▼

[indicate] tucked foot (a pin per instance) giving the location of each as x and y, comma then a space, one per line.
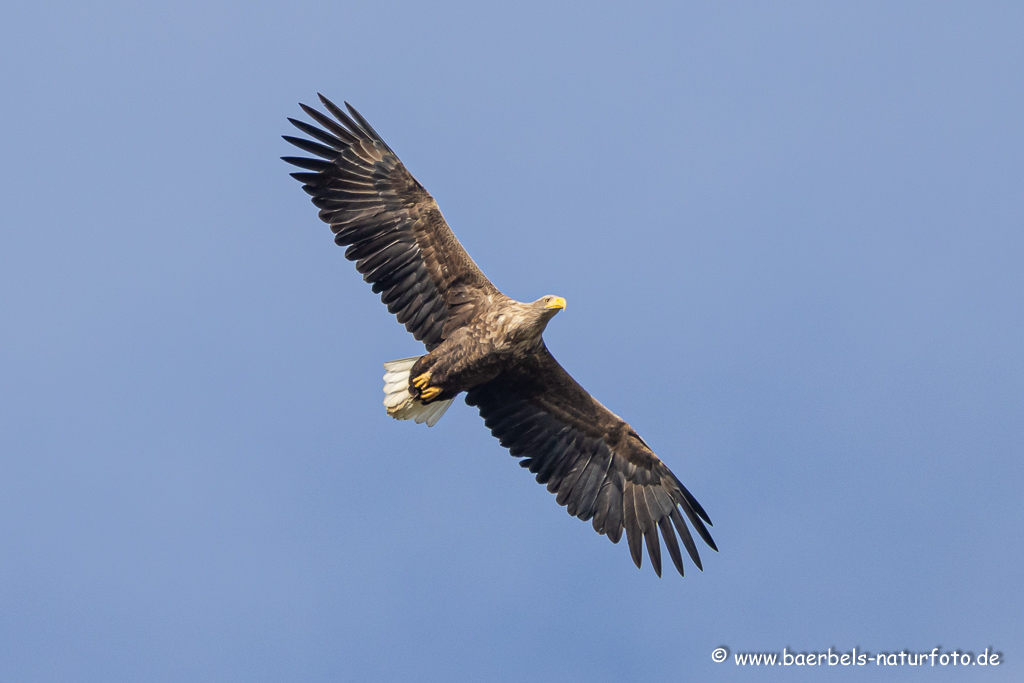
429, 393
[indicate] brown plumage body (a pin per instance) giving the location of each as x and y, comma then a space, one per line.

▲
▼

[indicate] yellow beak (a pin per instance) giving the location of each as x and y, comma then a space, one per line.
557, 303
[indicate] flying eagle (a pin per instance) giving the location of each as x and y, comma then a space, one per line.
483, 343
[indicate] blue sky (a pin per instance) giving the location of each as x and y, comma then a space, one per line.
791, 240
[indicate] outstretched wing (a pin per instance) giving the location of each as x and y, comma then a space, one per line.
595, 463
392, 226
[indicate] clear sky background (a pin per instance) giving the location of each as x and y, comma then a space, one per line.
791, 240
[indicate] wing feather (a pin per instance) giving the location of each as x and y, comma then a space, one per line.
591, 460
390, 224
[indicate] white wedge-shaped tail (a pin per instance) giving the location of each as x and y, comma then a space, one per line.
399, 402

▲
▼

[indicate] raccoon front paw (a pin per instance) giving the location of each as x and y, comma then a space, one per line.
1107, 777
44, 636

▲

▶ _Action item_
When you reach the line containing "[indicate] tucked foot" in the entries above, begin restating word for word, and stop once the line containing "[indicate] brown plumage" has been given. Omit the pictures.

▶ _Exercise result_
[indicate] tucked foot (a pin per instance) giving the location of each as x and y, comma then a space, one per line.
429, 393
[indicate] brown plumage body (a pin per instance) giving the location of each as x and y, comma then a space, one per line.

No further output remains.